--- RECORDS ---

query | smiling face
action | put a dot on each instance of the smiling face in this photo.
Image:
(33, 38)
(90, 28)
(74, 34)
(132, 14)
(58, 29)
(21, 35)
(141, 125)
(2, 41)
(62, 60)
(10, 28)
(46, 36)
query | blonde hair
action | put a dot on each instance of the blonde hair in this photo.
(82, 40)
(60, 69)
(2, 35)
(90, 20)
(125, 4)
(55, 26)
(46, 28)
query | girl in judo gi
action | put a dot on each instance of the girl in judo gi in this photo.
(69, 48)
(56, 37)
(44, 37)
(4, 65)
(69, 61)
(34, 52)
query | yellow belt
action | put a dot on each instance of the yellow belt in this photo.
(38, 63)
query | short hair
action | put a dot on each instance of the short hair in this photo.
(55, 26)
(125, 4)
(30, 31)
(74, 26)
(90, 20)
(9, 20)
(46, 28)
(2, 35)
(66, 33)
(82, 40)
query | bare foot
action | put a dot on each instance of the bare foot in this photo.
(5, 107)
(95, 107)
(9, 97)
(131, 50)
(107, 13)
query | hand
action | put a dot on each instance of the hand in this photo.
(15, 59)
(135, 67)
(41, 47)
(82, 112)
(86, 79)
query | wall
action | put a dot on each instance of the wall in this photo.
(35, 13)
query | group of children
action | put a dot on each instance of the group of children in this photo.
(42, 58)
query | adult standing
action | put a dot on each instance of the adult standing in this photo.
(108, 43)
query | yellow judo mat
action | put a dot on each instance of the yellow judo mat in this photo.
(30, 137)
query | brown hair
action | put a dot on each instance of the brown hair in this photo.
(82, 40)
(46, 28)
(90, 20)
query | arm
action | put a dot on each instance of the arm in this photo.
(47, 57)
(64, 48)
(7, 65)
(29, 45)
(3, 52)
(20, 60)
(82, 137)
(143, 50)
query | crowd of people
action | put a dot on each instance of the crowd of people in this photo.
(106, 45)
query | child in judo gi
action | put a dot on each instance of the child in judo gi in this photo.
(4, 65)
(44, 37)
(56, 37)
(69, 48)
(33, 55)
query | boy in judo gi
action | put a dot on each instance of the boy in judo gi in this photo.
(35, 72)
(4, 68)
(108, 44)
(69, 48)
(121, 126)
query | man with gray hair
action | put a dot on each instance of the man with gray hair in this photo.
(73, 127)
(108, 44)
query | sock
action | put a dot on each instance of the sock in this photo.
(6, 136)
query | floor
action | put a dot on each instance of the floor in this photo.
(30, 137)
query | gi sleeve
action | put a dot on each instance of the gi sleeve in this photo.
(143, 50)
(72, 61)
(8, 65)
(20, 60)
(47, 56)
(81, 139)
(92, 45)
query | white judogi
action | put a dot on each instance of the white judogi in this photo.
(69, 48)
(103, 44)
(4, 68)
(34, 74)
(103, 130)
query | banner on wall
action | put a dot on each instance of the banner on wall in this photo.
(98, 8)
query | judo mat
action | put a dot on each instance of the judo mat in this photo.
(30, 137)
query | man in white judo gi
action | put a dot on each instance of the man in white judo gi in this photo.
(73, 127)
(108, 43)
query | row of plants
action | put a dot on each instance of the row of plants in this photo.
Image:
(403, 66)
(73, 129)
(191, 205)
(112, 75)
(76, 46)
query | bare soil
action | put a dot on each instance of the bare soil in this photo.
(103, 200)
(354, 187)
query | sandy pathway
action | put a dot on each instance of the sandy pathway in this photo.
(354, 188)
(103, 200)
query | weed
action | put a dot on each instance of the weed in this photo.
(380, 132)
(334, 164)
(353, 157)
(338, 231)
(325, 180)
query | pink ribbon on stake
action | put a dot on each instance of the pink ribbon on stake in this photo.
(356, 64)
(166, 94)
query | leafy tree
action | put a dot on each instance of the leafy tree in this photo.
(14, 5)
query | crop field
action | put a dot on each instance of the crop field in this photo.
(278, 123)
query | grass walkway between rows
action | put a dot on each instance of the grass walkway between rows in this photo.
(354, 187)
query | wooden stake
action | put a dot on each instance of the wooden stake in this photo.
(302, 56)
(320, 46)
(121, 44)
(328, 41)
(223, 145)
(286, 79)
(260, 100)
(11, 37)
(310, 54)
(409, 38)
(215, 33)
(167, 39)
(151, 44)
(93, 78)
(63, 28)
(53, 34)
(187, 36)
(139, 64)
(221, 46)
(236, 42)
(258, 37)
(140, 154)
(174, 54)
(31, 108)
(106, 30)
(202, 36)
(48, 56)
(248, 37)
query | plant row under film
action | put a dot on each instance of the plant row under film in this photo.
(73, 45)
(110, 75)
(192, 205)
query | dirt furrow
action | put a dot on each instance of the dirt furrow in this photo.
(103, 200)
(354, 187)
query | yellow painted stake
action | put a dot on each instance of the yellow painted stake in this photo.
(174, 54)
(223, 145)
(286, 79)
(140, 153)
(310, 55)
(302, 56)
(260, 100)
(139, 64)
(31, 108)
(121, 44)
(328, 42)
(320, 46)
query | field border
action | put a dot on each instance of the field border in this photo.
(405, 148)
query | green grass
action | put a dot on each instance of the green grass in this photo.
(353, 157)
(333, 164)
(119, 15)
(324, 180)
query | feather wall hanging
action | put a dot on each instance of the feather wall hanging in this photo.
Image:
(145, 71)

---
--- RECORDS ---

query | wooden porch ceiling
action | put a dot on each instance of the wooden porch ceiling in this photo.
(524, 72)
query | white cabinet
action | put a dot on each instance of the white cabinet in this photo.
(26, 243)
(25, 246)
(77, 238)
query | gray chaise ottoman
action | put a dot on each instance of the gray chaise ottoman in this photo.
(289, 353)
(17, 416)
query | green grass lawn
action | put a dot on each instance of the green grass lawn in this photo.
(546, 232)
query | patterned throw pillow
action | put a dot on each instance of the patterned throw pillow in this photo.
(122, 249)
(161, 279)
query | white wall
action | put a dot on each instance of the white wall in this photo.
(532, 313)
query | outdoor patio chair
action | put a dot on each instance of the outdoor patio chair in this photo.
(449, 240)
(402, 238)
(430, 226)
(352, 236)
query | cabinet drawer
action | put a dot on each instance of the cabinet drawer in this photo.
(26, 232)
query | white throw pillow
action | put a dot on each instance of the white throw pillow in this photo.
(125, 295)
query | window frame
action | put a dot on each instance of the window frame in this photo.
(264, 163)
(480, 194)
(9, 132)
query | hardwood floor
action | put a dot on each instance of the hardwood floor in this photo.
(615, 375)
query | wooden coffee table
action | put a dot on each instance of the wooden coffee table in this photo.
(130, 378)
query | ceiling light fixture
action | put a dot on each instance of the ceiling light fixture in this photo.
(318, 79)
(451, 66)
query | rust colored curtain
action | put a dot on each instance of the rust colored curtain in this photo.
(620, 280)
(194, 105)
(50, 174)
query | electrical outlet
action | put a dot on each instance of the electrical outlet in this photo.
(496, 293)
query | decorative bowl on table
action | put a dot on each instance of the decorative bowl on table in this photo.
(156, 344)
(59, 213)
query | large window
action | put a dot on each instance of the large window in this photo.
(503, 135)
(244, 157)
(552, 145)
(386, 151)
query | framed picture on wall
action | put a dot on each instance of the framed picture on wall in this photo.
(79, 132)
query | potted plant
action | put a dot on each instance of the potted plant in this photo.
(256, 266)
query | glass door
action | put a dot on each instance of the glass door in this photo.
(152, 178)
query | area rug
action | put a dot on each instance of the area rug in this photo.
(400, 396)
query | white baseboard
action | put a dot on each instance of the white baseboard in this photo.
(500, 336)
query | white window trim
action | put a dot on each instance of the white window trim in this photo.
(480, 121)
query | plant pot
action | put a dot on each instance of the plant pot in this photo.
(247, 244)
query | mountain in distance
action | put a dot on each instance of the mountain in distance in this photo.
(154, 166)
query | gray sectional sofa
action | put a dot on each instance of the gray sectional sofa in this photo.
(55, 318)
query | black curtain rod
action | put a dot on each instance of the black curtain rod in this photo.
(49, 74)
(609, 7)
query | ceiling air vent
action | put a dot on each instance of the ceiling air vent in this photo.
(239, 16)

---
--- RECORDS ---

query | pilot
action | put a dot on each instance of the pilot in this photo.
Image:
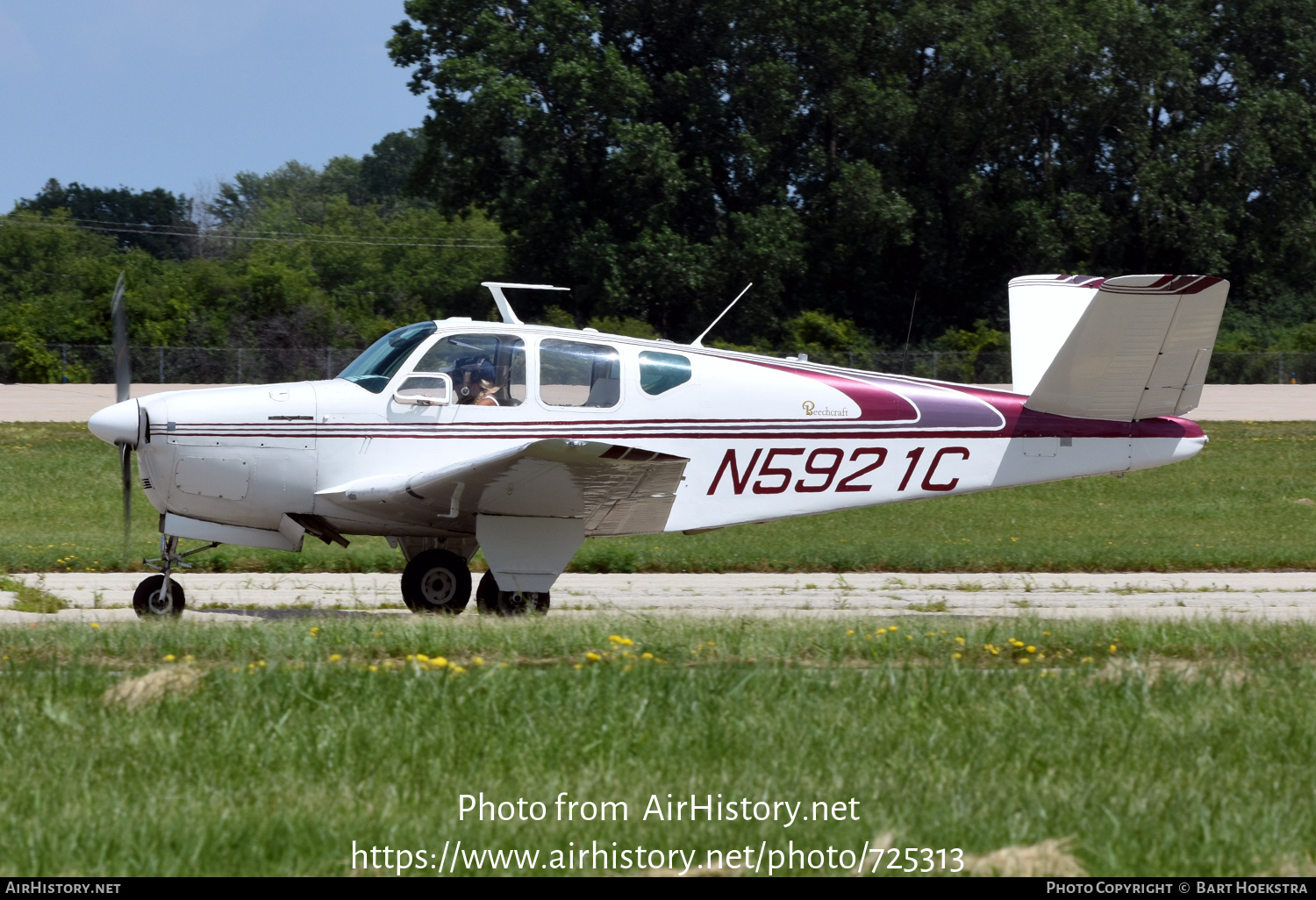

---

• _AIM OF THE TASK_:
Please identify every line in the records that contains the string "ottoman" and copy each of those lines in full. Matching is case-sensitive.

• _THE RESULT_:
query | gray chaise ottoman
action | put a dot on each instance of the gray chaise ottoman in this photo.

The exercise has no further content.